### READING TEXT ###

I've really enjoyed reading this thread, and you're all so very lucky to have such positive memories of your families, such wonderful recollections of food and family and love. Sadly, I'm not so lucky in that department.

My maternal grandparents are second generation Hungarian immigrants, both uninspired in the cooking department. Grandma's standby food-for-guests when I was a kid was a hungarian cookie called keeflies (??) , which I suspect could have been good, but hers always tasted like they were made at least 6 months ago. They're both still alive and live an hour and a half away, but I haven't seen them in about a decade and probably won't again. Not the nicest people.

My paternal grandparents, both British stock, split up when Dad was 1. They're both deceased now, but Grandma lived in Toronto's Cabbagetown, and although I did hear glorious stories of wartime grocery-gathering for a single working mother in the 40's, she was the most horrendous cook that ever lived. Seriously. Mashed potatoes was unwashed potatoes boiled until they burned in the pan, then the whole thing was mashed up all together in its own charcoal water. Served cold, wth a dollop of shortening on top because "you wouldn't be able to taste margarine anyways." But she did always keep a bottle of Ribena in the fridge for me when I came to visit, (a concentrated black currant beverage) and I still do love that stuff!

### DATASET EXCERPTS ###

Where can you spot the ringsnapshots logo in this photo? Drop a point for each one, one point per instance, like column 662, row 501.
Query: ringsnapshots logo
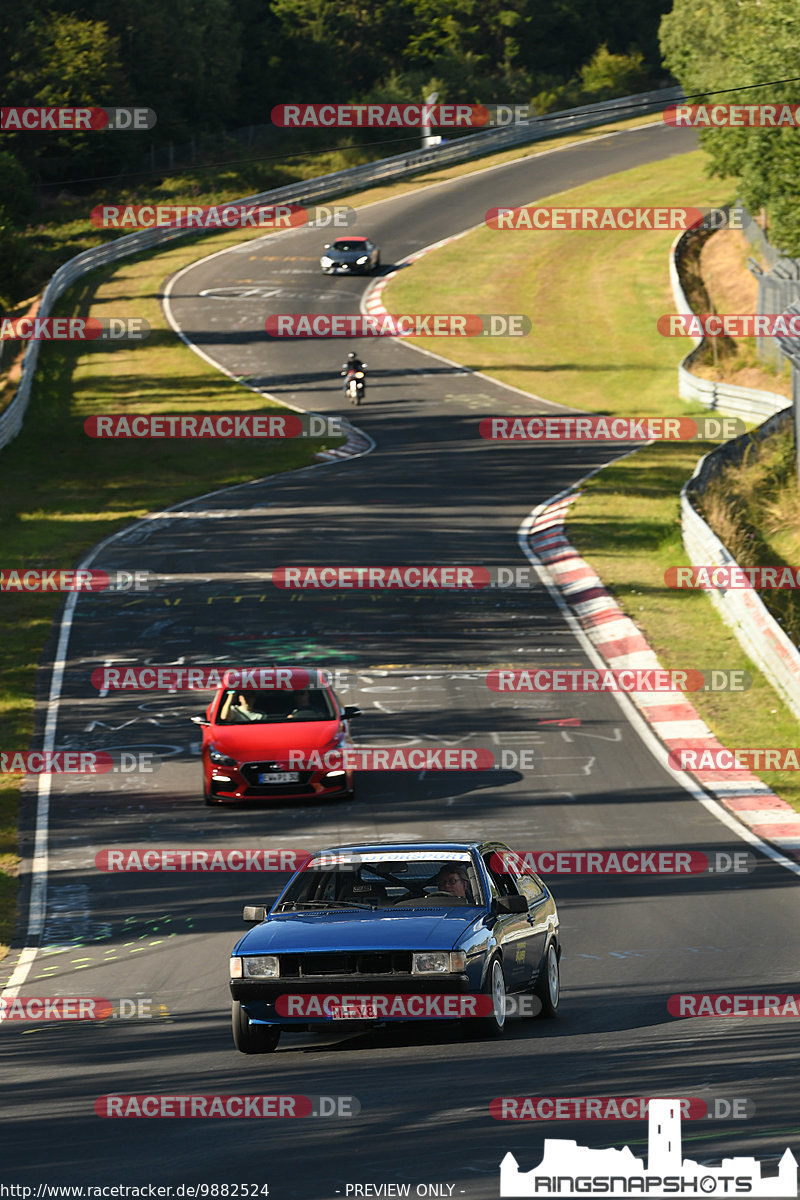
column 223, row 426
column 73, row 329
column 569, row 1170
column 534, row 217
column 611, row 429
column 74, row 120
column 432, row 324
column 222, row 216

###

**REQUIRED TASK**
Pick up the forum post about the writer's grandparents and their cooking, and continue it from its last sentence.

**OUTPUT**
Grandpa headed off back to New Brunswick after the war, and became a lobster fisherman. My Dad met him for the first time when he was about 33 and I was 5 or so, and he lived right on the ocean. Out the back porch and you step in the sand. Us kids had quite an enjoyable time playing with our new "pet" lobsters before eating them for the first time, and Grandpa enthusiastically showed us this trick for keeping them from running away on you if you've got nowhere to keep them. You sit the lobster face down with its claws tucked under it, so the tops of the claw legs and its forehead are the only parts resting on the ground, and they just go to sleep. The big ones can flick their tails and right themselves, but the canners can't. We had one sitting in that position all weekend, motionless, and when we finally righted it it just started crawling away as if nothing happened. Later, we drove back to Ontario from New Brunswick with a bagful of empty claws, which stunk the car up like you wouldn't believe. Us kids had the great idea of planting them in the garden when we got back to Mom's with the expectation of growing lobsters of our own. Regrettably, I must report that this doesn't work!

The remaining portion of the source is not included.